**AIM OF THE TASK:**
Exactly transcribe the line that holds "Expected output: for each instance of the child's eye, one" and every remaining line of the records, up to and including the final one, with nothing else.

**DATA FOR PROCESSING:**
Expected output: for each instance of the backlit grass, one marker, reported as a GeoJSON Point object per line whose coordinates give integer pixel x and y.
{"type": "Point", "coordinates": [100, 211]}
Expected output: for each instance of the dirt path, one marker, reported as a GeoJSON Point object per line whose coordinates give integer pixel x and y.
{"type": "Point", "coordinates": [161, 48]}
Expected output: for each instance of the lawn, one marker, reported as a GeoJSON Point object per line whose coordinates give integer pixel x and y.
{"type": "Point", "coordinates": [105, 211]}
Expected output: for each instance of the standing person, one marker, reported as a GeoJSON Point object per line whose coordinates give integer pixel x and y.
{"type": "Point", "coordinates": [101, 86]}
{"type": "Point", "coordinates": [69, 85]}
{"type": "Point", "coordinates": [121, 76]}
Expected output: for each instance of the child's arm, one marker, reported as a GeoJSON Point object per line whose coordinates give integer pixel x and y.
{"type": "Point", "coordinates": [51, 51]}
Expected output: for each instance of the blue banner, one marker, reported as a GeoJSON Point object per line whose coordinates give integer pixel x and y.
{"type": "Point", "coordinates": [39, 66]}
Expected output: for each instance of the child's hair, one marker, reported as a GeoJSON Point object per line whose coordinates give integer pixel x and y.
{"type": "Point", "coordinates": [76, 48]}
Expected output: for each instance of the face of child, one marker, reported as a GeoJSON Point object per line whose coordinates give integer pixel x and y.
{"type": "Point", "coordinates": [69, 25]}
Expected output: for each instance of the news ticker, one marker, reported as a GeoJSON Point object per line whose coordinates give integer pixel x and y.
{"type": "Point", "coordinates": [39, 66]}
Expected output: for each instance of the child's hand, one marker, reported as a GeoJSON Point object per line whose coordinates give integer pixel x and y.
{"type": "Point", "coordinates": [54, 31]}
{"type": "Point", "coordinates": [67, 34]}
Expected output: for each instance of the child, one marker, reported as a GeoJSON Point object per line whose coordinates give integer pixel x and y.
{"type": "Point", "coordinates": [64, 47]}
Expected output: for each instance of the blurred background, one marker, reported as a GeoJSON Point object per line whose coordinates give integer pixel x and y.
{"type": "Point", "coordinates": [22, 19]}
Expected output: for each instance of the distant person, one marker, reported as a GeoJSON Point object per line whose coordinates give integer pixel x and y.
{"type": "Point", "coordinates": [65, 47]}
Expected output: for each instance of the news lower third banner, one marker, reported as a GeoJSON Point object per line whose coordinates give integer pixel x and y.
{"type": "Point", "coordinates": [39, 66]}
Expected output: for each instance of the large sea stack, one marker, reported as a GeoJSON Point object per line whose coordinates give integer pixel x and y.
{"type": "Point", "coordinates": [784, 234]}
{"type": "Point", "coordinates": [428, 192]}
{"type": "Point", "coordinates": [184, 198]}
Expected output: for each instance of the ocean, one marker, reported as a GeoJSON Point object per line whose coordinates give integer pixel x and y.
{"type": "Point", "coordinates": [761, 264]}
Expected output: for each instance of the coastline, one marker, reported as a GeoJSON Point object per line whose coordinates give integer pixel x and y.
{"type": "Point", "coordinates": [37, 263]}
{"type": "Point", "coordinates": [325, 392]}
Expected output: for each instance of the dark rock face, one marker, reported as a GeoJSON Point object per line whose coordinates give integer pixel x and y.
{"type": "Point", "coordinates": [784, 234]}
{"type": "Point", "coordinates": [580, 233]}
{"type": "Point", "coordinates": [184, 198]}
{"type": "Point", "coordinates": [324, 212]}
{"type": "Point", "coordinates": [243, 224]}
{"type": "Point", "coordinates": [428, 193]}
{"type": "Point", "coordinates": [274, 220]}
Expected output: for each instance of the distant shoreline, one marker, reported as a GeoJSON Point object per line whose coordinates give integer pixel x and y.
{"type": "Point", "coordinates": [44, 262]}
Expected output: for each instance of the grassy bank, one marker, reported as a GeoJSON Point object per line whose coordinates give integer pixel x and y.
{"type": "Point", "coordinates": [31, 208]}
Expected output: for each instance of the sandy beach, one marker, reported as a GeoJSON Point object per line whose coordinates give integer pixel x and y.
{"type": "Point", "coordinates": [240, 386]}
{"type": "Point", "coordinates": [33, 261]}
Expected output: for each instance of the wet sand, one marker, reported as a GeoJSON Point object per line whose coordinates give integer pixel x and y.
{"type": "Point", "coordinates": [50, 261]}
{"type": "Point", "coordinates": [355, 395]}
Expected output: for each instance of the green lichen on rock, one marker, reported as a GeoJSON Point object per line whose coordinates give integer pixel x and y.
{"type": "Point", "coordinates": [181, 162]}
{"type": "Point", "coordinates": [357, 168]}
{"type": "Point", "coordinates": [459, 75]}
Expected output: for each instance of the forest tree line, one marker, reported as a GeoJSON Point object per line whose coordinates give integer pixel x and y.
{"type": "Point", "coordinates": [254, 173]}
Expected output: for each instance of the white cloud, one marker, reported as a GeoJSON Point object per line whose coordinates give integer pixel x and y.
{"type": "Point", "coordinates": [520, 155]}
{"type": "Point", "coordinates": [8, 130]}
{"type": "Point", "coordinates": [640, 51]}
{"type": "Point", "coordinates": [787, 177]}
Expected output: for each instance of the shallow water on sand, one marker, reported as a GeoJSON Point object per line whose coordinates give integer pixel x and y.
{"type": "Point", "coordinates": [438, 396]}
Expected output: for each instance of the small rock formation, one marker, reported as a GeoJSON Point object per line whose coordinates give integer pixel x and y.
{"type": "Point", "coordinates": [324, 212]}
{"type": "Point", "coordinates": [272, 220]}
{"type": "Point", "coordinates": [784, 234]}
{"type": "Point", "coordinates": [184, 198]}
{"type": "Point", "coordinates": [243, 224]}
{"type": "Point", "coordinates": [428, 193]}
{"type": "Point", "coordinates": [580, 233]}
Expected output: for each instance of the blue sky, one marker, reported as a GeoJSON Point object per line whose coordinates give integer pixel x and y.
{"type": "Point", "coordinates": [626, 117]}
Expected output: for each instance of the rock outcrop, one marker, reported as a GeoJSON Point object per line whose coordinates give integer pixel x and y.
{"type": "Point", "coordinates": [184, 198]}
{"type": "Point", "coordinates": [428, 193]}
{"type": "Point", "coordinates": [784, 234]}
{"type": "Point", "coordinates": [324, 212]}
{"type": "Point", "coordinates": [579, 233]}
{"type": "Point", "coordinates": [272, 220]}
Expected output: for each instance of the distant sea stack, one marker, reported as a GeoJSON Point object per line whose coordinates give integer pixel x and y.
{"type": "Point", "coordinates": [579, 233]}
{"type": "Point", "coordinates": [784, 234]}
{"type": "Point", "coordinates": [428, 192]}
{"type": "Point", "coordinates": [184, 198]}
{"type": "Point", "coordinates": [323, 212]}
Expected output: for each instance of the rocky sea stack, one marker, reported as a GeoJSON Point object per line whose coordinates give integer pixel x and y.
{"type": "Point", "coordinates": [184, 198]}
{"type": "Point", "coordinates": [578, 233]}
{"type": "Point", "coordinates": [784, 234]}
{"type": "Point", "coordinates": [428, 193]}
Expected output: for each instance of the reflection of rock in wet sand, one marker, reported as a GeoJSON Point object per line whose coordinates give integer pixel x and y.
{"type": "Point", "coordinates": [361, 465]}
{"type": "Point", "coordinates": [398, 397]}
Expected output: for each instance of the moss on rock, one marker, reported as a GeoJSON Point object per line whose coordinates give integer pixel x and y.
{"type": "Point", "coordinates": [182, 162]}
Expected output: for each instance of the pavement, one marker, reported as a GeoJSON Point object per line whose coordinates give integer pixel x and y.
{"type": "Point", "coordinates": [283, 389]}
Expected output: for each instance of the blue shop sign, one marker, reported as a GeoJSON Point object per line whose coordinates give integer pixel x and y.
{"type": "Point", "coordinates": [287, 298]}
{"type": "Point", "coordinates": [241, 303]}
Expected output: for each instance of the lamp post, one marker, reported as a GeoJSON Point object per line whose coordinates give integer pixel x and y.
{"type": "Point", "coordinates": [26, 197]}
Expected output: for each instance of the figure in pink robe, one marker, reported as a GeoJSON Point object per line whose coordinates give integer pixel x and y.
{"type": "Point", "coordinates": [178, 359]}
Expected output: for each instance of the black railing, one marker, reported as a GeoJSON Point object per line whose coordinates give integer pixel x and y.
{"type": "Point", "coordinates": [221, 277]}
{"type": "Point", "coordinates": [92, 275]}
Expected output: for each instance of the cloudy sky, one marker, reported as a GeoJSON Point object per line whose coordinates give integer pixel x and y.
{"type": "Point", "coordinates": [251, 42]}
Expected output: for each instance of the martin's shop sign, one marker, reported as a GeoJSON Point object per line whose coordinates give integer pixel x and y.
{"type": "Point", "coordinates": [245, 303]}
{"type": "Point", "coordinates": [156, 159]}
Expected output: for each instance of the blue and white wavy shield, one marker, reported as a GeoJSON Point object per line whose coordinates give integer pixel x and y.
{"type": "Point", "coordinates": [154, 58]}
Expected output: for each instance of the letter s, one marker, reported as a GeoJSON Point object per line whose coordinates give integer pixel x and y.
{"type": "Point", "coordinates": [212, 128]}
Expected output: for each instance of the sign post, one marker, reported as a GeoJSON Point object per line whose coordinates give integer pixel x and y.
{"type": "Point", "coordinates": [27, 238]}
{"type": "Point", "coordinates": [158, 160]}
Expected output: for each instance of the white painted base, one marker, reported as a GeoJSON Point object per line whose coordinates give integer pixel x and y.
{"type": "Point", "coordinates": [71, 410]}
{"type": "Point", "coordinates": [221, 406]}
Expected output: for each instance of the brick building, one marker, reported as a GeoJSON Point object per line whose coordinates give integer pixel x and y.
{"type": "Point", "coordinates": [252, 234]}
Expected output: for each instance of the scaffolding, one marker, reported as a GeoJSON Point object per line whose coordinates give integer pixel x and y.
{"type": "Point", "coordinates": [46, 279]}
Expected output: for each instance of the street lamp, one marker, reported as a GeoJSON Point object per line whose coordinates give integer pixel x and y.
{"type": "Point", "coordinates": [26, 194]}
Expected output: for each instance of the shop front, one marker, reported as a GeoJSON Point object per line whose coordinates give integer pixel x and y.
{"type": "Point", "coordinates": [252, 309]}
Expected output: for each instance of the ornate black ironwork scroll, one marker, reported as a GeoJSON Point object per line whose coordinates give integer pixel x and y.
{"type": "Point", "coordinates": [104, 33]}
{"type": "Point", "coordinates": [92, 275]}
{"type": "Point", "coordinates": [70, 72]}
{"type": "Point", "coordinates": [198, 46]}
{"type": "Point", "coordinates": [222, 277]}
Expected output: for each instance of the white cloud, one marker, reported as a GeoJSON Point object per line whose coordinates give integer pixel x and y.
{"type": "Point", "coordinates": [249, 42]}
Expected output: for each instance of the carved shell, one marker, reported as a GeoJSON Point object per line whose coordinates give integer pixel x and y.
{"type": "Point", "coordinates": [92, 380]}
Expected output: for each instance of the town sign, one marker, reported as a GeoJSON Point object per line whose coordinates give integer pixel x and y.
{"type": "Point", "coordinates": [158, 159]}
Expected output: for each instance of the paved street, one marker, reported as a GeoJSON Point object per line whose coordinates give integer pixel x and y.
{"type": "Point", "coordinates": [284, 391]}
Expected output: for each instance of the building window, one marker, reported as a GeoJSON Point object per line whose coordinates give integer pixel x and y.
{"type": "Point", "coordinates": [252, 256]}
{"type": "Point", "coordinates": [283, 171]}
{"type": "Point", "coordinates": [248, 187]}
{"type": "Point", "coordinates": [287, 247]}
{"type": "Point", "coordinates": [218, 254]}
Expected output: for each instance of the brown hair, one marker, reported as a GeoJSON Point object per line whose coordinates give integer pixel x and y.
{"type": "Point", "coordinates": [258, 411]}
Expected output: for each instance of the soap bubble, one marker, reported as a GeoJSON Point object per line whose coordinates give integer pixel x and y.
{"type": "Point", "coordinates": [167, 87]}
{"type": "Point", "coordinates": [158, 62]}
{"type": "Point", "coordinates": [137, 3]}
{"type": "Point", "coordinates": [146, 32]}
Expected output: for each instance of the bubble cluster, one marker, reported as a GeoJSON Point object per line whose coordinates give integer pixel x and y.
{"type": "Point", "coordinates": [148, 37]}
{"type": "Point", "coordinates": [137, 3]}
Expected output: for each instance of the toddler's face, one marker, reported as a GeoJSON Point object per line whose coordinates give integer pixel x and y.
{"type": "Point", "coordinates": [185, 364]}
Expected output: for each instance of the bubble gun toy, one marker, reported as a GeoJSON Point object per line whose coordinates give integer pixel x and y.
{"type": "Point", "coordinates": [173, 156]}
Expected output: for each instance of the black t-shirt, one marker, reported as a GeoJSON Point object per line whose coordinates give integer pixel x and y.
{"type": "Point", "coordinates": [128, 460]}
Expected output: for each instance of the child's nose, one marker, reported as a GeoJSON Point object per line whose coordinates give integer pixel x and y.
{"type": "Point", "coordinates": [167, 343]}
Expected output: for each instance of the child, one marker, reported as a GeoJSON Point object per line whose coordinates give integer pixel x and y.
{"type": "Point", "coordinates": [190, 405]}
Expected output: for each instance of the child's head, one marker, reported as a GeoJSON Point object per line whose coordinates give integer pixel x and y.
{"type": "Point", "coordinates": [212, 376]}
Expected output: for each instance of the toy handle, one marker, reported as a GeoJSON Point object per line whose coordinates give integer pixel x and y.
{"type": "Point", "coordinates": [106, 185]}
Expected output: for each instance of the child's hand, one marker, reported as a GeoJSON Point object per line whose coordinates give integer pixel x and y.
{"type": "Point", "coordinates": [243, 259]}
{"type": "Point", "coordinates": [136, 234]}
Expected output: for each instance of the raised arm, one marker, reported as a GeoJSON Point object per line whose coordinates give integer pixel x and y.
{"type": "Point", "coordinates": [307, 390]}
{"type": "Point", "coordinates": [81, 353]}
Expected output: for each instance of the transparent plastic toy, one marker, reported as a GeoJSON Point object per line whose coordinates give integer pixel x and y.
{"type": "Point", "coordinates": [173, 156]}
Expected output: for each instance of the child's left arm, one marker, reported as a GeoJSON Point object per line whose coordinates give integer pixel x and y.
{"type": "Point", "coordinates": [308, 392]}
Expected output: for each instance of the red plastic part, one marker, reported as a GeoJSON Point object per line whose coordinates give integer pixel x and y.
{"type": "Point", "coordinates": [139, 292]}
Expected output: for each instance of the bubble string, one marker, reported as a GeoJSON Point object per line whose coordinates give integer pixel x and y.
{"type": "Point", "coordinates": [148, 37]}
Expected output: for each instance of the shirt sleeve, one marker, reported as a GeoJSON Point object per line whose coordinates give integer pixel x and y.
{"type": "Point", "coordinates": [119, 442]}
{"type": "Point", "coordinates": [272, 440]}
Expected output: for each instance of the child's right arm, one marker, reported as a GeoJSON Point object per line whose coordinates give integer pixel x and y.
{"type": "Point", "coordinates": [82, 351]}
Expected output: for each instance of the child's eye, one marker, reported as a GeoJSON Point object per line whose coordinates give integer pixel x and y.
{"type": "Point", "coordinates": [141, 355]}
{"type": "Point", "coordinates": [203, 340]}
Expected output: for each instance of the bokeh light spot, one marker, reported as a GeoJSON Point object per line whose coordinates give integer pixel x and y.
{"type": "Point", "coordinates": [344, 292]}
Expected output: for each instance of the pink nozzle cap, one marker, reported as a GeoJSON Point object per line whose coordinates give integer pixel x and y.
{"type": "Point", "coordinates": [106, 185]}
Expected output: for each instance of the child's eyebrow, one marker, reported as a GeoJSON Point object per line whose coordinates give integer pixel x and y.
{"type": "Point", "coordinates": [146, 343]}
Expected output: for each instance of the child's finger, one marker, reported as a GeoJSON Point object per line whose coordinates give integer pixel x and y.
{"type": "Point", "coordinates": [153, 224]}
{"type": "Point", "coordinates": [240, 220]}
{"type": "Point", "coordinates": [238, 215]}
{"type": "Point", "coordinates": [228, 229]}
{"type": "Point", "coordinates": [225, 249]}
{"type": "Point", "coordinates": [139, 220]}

**EXERCISE SOLUTION:**
Expected output: for each instance of the child's eye, one marker, reported as a GeoJSON Point object per line whose coordinates give integer pixel x and y.
{"type": "Point", "coordinates": [141, 355]}
{"type": "Point", "coordinates": [203, 340]}
Expected output: for each instance of the bokeh light spot, one marker, reported as a GeoJSON Point object per line whose coordinates give integer pixel x and y.
{"type": "Point", "coordinates": [344, 292]}
Expected output: for each instance of the pink nozzle cap, one marker, reported as a GeoJSON Point object per line whose coordinates give integer pixel x and y.
{"type": "Point", "coordinates": [106, 185]}
Expected output: for each instance of the child's eyebrow, one marker, reported as a GeoJSON Point object per line whose coordinates give integer pixel x and y.
{"type": "Point", "coordinates": [146, 343]}
Expected output: for each instance of the child's finger, one marker, reported as a GeoJSON Point object per line whose coordinates give integer pixel x and y.
{"type": "Point", "coordinates": [153, 224]}
{"type": "Point", "coordinates": [240, 220]}
{"type": "Point", "coordinates": [238, 215]}
{"type": "Point", "coordinates": [228, 229]}
{"type": "Point", "coordinates": [225, 249]}
{"type": "Point", "coordinates": [139, 220]}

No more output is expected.